## SHORT EXERCISE:
List every line below that contains the word "wood". Copy each such line in full.

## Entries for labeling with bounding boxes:
** Start **
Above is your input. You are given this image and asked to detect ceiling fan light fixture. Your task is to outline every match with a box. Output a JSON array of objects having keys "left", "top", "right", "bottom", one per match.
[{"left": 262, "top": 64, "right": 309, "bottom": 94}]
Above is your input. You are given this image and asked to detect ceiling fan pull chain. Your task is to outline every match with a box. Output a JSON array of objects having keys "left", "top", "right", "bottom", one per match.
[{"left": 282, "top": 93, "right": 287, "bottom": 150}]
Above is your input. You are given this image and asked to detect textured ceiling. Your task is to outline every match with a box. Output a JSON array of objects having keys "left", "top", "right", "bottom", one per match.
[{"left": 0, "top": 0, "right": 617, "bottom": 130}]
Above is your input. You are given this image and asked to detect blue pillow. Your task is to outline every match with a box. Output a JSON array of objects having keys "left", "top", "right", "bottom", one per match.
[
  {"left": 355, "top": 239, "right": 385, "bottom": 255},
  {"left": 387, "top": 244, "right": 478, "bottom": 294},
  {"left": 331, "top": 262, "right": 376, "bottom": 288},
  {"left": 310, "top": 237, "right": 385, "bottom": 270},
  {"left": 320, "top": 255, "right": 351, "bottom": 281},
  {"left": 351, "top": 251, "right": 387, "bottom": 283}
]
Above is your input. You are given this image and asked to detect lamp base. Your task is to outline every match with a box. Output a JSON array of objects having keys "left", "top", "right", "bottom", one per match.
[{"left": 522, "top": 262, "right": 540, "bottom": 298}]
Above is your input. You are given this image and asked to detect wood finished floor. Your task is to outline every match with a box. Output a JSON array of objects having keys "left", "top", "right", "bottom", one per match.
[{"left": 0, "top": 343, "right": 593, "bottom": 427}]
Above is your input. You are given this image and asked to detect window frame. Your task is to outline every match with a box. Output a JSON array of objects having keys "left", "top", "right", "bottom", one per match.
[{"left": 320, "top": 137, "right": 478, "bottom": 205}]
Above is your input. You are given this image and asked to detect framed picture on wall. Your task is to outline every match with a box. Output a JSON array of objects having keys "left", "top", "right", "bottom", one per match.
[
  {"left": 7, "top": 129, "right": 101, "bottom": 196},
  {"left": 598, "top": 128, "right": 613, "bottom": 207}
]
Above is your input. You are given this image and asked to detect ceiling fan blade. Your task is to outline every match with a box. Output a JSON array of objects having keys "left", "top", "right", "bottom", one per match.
** End **
## TASK RESPONSE:
Above is your input. You are given this image and asked to detect wood finished floor. Your task is to outline every match with a box. Output a JSON array of objects having keys "left", "top", "right", "bottom", one per match.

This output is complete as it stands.